(Records from a data source)
════════════════
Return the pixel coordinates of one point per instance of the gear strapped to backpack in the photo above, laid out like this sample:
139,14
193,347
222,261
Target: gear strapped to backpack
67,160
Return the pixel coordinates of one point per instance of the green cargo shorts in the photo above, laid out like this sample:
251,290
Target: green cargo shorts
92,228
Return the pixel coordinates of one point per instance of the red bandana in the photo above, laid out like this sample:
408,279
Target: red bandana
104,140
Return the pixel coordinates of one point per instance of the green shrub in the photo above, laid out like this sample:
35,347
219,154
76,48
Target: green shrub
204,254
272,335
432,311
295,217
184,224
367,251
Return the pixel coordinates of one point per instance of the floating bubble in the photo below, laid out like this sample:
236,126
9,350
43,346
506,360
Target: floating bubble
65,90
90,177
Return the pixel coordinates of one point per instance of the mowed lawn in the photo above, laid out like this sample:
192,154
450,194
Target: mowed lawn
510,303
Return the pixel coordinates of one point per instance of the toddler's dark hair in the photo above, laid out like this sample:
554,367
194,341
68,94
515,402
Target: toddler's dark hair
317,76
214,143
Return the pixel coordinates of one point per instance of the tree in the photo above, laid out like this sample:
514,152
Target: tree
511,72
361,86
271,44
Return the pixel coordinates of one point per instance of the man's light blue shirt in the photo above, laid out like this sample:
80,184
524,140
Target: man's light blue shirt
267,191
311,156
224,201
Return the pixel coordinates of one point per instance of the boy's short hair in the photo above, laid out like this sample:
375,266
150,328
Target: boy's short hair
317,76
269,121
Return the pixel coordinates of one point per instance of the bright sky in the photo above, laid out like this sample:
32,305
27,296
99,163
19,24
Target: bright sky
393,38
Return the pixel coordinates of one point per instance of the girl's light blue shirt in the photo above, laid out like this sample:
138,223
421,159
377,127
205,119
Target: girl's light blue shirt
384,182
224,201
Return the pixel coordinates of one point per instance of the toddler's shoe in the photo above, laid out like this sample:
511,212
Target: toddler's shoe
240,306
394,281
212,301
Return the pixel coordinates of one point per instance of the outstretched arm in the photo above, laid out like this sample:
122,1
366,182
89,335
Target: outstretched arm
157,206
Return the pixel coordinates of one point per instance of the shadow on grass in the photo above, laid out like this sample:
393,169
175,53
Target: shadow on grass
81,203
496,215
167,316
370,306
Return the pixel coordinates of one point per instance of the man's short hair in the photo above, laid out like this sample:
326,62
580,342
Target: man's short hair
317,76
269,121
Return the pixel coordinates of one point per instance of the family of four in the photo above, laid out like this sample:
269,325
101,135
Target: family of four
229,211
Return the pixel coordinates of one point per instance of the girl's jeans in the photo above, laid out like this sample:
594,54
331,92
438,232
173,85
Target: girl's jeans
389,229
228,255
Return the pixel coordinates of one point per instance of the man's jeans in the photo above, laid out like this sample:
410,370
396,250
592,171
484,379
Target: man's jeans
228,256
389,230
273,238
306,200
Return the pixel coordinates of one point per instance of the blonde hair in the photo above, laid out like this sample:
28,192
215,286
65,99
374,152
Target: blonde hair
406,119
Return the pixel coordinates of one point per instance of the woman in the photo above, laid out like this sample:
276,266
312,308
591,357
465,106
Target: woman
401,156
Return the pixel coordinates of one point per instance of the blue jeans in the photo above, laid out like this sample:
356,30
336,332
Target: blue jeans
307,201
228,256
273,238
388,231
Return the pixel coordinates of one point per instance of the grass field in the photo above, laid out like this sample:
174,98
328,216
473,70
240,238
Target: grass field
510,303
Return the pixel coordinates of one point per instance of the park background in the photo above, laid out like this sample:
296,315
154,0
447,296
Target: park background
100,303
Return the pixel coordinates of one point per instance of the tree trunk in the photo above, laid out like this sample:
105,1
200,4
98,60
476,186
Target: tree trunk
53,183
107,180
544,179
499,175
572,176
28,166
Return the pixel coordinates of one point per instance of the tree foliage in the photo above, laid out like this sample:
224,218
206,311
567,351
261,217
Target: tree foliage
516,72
════════════════
_OBJECTIVE_
Could you rewrite the listing starting with the line that contains "the tree trunk" and going on through the end, with "tree foliage" changed to "tree canopy" and all else left unchanged? Give only that stretch.

_THE RESPONSE_
Return the pixel coordinates of one point per instance of the tree trunk in the photo above, laid out like this sample:
105,1
200,4
98,60
476,186
Target: tree trunk
53,183
107,180
544,179
499,175
572,176
28,166
Return the pixel coordinates of one point per instance of the tree canopy in the photo above, laid out like this sample:
224,218
206,311
567,351
261,217
Target: tree canopy
516,72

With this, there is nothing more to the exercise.